— start DATA SUPPLIED —
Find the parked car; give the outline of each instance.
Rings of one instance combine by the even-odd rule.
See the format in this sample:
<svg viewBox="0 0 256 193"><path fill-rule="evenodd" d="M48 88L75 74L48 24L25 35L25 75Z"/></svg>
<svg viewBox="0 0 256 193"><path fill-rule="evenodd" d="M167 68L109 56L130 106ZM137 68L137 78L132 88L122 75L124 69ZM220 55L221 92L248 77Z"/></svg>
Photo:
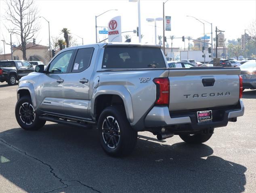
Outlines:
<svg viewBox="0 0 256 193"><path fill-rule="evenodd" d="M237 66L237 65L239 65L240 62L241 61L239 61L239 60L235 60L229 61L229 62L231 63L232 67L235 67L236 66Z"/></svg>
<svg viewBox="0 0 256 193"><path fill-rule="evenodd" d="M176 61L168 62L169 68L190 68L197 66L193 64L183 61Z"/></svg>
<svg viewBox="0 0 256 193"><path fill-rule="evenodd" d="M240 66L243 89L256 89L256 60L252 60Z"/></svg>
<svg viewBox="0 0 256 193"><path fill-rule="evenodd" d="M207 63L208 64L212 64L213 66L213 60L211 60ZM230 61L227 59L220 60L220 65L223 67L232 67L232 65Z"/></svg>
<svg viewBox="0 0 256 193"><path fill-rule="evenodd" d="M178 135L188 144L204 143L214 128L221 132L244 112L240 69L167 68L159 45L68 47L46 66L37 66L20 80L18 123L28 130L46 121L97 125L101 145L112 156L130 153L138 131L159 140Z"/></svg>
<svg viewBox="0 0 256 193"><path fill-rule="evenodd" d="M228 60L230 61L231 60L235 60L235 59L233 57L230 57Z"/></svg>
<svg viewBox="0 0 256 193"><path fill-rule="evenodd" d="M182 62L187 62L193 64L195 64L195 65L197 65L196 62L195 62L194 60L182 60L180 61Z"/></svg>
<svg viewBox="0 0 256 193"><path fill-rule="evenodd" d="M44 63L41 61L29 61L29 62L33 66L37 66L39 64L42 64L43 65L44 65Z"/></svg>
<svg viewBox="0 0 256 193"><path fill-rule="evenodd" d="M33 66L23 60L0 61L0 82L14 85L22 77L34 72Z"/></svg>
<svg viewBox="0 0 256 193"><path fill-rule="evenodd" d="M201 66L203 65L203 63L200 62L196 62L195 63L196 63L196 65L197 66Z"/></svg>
— end DATA SUPPLIED —
— start DATA SUPPLIED —
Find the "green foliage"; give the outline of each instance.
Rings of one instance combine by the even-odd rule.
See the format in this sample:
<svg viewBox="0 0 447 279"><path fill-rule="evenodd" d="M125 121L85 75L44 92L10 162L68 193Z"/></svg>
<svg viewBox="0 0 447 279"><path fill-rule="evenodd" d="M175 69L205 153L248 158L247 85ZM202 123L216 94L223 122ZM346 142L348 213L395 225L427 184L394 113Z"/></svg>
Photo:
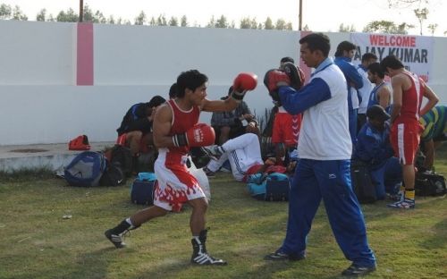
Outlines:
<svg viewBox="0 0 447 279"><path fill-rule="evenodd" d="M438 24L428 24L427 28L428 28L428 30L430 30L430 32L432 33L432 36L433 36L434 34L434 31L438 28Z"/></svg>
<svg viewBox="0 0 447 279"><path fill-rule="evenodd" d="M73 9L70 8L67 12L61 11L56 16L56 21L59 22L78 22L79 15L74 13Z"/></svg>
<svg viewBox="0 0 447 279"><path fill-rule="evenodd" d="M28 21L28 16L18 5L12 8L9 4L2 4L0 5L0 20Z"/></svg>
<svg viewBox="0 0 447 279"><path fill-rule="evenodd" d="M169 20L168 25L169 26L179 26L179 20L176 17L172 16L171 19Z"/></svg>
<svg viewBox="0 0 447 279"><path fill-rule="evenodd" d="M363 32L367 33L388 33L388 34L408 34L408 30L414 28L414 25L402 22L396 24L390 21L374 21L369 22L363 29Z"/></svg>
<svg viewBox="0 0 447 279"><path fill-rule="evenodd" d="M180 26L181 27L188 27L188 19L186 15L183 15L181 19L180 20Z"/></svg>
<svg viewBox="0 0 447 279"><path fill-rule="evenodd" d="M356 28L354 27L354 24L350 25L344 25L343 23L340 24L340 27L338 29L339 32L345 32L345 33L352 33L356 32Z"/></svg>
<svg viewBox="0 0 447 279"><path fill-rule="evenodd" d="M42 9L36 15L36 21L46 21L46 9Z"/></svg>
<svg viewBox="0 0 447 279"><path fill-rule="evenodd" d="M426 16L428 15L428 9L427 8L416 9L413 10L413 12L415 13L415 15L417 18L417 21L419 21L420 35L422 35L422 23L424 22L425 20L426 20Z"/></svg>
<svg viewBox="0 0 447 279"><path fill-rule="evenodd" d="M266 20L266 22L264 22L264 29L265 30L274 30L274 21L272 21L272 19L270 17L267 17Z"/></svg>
— end DATA SUPPLIED —
SHORT PROBLEM -
Copy the material from the line with "Find the parked" up to and including the line with "66L203 65L203 63L200", swapping "parked car" for "delivery van" and leaving everything else unchanged. Omit the pictures.

ANSWER IN FULL -
Find the delivery van; give the outline of each instance.
Rings of one instance combine by the even-odd rule.
See the format in this sample:
<svg viewBox="0 0 256 193"><path fill-rule="evenodd" d="M48 88L75 74L48 24L25 35L25 75Z"/></svg>
<svg viewBox="0 0 256 193"><path fill-rule="evenodd" d="M167 68L109 56L130 106ZM137 68L137 78L132 88L122 75L124 69ZM220 55L221 92L248 77Z"/></svg>
Photo:
Outlines:
<svg viewBox="0 0 256 193"><path fill-rule="evenodd" d="M237 66L237 65L239 65L240 62L241 61L239 61L239 60L235 60L229 61L229 62L231 63L232 67L235 67L236 66Z"/></svg>
<svg viewBox="0 0 256 193"><path fill-rule="evenodd" d="M176 61L168 62L169 68L190 68L197 66L193 64L183 61Z"/></svg>
<svg viewBox="0 0 256 193"><path fill-rule="evenodd" d="M240 66L243 89L256 89L256 60L252 60Z"/></svg>
<svg viewBox="0 0 256 193"><path fill-rule="evenodd" d="M207 63L208 64L212 64L213 66L213 60L211 60ZM230 61L227 59L220 60L220 65L223 67L232 67L232 65Z"/></svg>
<svg viewBox="0 0 256 193"><path fill-rule="evenodd" d="M178 135L188 144L204 143L214 128L221 132L244 112L240 69L167 68L159 45L68 47L46 66L37 66L20 80L18 123L28 130L46 121L97 125L101 145L112 156L130 153L138 131L159 140Z"/></svg>
<svg viewBox="0 0 256 193"><path fill-rule="evenodd" d="M228 60L230 61L231 60L235 60L235 59L233 57L230 57Z"/></svg>
<svg viewBox="0 0 256 193"><path fill-rule="evenodd" d="M182 62L187 62L193 64L195 64L195 65L197 65L196 62L195 62L194 60L182 60L180 61Z"/></svg>
<svg viewBox="0 0 256 193"><path fill-rule="evenodd" d="M44 63L41 61L29 61L29 62L33 66L37 66L39 64L42 64L43 65L44 65Z"/></svg>
<svg viewBox="0 0 256 193"><path fill-rule="evenodd" d="M33 66L23 60L0 61L0 82L14 85L22 77L34 72Z"/></svg>
<svg viewBox="0 0 256 193"><path fill-rule="evenodd" d="M201 66L203 65L203 63L200 62L196 62L195 63L196 63L196 65L197 66Z"/></svg>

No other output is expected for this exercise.